# WHAT THE EXERCISE ASKS
Output the entries below line for line without any changes, and omit the images from your output.

[Start of section]

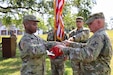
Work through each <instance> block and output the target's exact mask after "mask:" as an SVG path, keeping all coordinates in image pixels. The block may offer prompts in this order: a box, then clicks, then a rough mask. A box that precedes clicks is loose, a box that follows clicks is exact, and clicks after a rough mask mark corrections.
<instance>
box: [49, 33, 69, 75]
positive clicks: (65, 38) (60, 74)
mask: <svg viewBox="0 0 113 75" xmlns="http://www.w3.org/2000/svg"><path fill="white" fill-rule="evenodd" d="M66 39H68V37H67V35H66V33H65V35H64V39H63V40H66ZM47 41H54V33H53V31H50V32H49V33H48V37H47ZM56 41H59V42H60V40H58V39H56ZM65 58H66V56H65V55H62V56H59V57H57V58H55V59H51V71H52V75H64V62H65Z"/></svg>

[End of section]

# ANSWER BOX
Work through each <instance> block and output the target's exact mask after "mask:" as an SVG path, keeping all coordinates in image pixels. The block may offer prompts in this order: a box, then clicks, then a rough mask. A box that precedes clicks is loose, a box that follows clicks is exact, and clicks after a rough mask mark corrections.
<instance>
box: [49, 33, 69, 75]
positive clicks: (65, 38) (60, 74)
mask: <svg viewBox="0 0 113 75" xmlns="http://www.w3.org/2000/svg"><path fill="white" fill-rule="evenodd" d="M66 39H68V37H67V35H66V33H65V35H64V39H63V40H66ZM47 41H54V33H53V31H50V32H49V33H48V37H47ZM56 41H59V42H60V40H58V39H56ZM65 58H66V56H65V55H62V56H59V57H57V58H55V59H51V71H52V75H64V62H65Z"/></svg>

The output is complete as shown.